▶ _Exercise description_
The data below holds a line containing "Query: paper plate" and a line containing "Trace every instance of the paper"; please quote exactly those two lines and every line between them, and nothing else.

....

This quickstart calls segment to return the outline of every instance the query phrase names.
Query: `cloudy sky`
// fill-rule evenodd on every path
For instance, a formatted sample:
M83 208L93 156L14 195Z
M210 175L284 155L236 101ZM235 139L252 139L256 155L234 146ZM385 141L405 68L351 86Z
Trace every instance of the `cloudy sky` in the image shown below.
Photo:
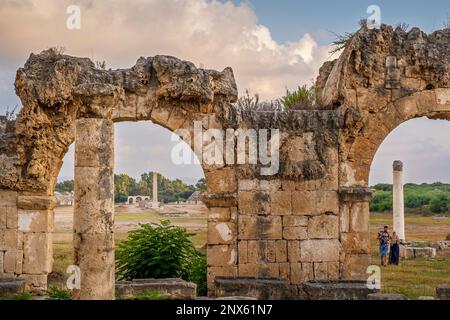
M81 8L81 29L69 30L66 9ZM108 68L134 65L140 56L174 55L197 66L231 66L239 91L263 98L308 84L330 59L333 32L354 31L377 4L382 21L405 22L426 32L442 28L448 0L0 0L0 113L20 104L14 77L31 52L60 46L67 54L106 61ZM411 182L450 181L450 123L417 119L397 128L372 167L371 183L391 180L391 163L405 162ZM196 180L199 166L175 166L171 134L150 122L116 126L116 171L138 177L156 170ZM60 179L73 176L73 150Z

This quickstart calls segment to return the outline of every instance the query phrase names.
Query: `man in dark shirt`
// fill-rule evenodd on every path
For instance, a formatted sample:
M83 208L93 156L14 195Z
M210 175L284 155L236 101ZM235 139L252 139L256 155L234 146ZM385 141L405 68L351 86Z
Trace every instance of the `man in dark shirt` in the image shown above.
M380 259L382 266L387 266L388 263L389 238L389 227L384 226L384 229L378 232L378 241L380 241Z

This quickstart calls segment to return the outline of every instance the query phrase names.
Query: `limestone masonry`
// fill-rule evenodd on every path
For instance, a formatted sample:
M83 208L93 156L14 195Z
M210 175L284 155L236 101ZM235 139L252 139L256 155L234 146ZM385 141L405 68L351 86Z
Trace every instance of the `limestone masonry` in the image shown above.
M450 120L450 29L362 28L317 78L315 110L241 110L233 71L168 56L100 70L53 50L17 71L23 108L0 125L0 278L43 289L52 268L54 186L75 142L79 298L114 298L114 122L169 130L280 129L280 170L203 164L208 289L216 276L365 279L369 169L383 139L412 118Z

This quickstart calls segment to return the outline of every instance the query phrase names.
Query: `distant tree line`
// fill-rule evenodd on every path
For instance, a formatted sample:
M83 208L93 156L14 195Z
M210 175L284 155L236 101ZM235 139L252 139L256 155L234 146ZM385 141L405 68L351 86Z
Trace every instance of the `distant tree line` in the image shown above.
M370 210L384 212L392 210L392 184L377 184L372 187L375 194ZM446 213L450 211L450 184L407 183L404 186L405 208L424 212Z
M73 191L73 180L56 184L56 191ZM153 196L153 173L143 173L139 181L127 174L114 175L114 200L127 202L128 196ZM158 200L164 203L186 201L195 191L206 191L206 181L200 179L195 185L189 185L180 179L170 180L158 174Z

....

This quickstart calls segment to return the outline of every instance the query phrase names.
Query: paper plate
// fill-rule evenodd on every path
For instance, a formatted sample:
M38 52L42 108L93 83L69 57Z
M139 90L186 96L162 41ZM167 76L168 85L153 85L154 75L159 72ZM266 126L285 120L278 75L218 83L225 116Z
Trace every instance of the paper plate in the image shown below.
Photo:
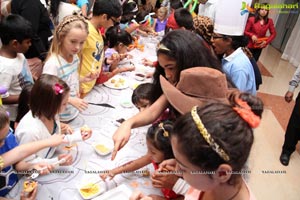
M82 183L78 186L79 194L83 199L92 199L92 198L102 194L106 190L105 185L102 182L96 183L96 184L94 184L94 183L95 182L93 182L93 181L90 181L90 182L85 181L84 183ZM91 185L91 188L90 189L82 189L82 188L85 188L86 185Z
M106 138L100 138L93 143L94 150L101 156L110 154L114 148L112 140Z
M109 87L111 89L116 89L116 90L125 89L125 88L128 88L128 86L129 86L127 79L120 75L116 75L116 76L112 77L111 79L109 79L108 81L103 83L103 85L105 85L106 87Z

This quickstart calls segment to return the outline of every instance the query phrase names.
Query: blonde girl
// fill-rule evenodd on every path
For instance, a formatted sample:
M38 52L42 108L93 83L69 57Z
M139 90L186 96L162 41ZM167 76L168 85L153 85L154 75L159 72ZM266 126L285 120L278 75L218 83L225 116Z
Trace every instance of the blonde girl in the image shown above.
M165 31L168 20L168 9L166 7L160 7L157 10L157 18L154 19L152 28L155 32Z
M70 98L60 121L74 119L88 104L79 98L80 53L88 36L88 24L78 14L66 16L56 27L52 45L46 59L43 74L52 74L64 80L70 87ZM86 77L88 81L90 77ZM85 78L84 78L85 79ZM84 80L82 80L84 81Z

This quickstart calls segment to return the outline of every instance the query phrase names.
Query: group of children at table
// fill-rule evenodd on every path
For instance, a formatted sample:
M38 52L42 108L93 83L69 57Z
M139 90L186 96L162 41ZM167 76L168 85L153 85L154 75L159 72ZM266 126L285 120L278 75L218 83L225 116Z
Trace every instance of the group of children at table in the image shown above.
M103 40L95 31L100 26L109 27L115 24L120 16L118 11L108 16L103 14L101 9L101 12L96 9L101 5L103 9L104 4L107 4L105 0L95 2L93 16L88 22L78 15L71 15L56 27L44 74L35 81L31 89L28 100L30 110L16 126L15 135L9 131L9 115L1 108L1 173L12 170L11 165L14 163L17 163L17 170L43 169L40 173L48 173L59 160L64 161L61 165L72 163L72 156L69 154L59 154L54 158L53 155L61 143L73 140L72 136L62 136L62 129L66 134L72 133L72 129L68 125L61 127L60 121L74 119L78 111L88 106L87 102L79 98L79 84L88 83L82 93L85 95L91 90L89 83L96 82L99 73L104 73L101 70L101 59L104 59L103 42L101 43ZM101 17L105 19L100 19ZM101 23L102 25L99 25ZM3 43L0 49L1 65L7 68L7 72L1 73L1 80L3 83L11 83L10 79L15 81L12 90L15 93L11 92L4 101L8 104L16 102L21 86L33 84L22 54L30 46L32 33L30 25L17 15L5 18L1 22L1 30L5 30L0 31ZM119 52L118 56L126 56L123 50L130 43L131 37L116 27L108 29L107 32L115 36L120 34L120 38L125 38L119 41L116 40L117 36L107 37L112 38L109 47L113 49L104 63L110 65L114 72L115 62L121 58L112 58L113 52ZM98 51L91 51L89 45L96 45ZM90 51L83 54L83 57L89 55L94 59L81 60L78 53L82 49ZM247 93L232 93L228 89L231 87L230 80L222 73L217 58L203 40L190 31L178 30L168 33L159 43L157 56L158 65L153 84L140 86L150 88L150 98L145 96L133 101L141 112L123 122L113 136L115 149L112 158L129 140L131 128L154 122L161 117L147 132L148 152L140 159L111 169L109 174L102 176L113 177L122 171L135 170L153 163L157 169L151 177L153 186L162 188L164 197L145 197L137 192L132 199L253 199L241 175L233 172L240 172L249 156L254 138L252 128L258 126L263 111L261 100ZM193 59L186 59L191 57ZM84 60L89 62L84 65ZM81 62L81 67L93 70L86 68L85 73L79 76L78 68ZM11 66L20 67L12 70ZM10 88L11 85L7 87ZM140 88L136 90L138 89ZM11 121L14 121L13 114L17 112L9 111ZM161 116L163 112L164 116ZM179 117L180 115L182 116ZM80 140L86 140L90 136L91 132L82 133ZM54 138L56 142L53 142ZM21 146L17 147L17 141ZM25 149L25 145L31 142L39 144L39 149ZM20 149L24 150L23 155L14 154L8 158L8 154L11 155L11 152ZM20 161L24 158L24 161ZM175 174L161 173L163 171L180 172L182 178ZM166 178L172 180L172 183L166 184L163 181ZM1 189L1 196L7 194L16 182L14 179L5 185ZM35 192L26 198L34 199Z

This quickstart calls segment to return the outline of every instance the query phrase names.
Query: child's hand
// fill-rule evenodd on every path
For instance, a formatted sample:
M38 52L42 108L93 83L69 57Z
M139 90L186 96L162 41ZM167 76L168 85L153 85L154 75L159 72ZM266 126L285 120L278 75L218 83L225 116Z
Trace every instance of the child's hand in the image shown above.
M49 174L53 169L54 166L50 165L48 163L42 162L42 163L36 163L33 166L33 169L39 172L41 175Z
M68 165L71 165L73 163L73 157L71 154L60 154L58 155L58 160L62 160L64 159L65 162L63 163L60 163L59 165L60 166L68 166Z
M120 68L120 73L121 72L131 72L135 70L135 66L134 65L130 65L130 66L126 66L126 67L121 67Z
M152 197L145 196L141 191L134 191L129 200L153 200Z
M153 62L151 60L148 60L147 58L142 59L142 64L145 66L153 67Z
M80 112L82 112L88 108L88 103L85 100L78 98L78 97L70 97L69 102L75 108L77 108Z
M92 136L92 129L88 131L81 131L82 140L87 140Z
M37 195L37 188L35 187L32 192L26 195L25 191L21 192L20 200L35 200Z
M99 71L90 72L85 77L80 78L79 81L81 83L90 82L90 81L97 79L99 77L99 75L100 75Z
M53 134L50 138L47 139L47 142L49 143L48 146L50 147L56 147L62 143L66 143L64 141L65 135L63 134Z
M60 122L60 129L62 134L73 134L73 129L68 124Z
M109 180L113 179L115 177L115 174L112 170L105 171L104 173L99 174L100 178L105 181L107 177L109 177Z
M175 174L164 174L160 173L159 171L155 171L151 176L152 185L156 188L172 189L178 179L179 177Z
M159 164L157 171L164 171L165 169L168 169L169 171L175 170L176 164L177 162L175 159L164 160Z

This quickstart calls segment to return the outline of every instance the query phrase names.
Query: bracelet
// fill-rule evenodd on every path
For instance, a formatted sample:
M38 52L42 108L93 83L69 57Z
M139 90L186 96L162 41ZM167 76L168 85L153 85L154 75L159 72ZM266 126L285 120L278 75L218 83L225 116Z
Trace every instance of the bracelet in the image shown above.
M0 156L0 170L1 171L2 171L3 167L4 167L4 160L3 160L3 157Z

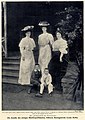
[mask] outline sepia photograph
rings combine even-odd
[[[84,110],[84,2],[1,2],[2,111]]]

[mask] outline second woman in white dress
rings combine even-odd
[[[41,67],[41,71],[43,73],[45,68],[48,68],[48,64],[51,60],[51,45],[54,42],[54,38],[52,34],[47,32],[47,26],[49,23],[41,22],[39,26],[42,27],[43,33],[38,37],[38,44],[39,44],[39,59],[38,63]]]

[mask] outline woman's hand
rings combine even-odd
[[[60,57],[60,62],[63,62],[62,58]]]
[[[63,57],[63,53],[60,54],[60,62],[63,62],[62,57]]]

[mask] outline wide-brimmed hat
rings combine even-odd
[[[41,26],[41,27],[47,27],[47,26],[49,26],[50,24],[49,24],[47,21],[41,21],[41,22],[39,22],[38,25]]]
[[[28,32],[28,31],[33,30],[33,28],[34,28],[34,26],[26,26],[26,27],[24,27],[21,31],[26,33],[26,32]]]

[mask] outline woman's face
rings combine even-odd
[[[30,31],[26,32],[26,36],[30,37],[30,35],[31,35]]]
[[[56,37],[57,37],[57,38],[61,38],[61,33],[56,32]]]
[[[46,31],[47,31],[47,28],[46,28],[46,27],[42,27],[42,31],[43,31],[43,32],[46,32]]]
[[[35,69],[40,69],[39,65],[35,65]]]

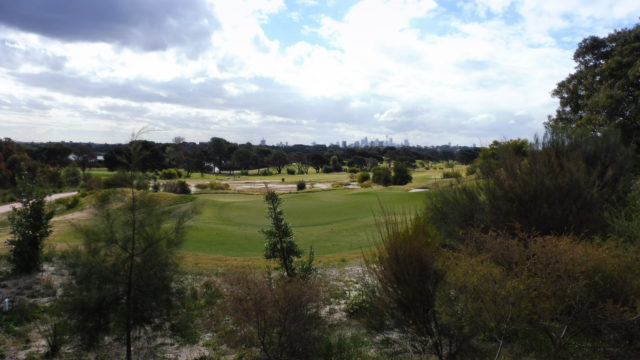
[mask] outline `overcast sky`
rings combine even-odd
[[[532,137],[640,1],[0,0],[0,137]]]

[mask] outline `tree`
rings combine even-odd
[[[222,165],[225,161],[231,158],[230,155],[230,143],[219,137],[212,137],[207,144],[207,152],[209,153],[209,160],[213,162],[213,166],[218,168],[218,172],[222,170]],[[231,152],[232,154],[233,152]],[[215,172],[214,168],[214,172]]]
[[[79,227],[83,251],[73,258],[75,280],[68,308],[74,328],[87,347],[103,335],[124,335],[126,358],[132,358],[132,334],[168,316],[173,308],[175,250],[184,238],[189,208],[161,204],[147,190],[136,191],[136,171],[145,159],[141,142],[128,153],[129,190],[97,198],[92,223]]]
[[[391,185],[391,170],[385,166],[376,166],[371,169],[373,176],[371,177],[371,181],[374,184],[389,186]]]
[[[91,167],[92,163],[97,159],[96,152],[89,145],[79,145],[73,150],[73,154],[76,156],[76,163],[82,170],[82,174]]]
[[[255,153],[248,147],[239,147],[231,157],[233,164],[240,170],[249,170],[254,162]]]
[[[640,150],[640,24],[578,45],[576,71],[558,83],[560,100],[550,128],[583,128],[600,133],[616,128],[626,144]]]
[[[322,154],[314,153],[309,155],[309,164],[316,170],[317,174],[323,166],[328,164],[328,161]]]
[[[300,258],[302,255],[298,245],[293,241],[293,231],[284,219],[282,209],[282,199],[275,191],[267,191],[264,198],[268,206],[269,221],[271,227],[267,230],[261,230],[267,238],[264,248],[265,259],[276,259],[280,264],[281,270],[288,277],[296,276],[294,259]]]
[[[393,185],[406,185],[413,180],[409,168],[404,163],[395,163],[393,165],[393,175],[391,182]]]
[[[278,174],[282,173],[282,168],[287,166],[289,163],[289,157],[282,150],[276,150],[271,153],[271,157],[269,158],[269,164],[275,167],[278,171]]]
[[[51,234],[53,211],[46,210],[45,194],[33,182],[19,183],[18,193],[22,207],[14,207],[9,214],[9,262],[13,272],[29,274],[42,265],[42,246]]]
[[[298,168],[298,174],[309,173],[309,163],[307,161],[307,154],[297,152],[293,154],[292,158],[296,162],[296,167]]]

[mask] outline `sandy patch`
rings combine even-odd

....

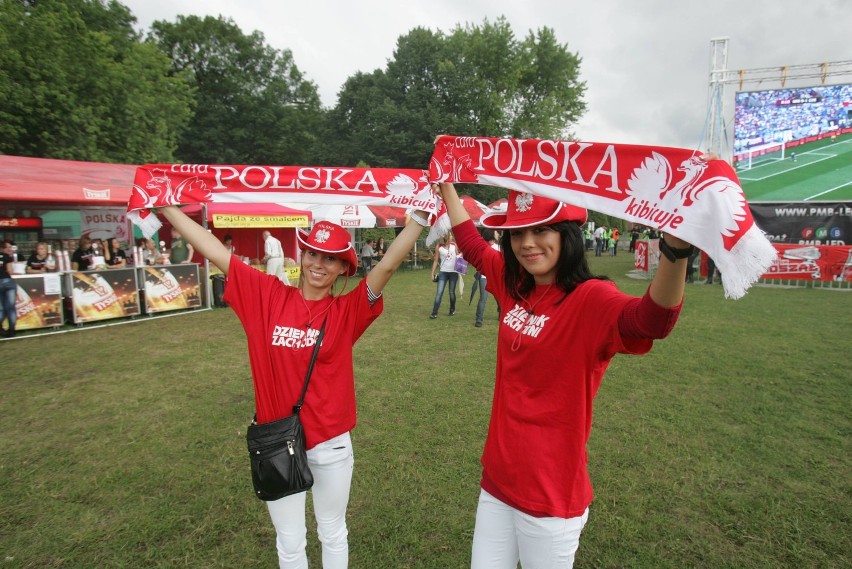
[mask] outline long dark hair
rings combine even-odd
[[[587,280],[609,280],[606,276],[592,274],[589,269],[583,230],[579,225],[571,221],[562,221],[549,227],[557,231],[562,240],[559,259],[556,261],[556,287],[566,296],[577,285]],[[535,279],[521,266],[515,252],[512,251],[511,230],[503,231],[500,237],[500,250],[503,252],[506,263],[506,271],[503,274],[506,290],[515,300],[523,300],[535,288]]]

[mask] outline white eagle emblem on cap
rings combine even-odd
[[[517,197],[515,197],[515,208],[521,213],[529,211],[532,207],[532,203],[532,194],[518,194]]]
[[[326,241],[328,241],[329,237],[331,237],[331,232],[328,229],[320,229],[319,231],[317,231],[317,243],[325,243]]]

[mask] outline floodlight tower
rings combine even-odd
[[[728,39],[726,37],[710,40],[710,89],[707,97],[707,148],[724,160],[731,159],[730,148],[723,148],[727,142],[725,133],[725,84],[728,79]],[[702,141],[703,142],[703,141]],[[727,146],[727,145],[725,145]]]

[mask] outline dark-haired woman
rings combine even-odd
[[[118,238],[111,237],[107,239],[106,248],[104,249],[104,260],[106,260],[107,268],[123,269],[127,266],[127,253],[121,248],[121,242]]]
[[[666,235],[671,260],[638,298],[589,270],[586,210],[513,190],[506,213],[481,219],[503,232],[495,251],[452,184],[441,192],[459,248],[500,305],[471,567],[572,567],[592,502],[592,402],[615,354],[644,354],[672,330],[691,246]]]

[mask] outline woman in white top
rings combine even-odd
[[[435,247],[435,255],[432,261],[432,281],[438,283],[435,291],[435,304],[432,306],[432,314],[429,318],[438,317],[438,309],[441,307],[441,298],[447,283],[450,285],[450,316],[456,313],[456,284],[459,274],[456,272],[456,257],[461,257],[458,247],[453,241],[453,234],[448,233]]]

....

▶ _Response_
Query: paper plate
// fill-rule evenodd on every path
For instance, a formatted sample:
M38 52L42 108L93 83L69 57Z
M139 90L186 96L162 41ZM167 76L168 85L153 85L154 75L159 72ZM266 126L285 120L278 75L218 83L225 116Z
Trace every instance of the paper plate in the image shown below.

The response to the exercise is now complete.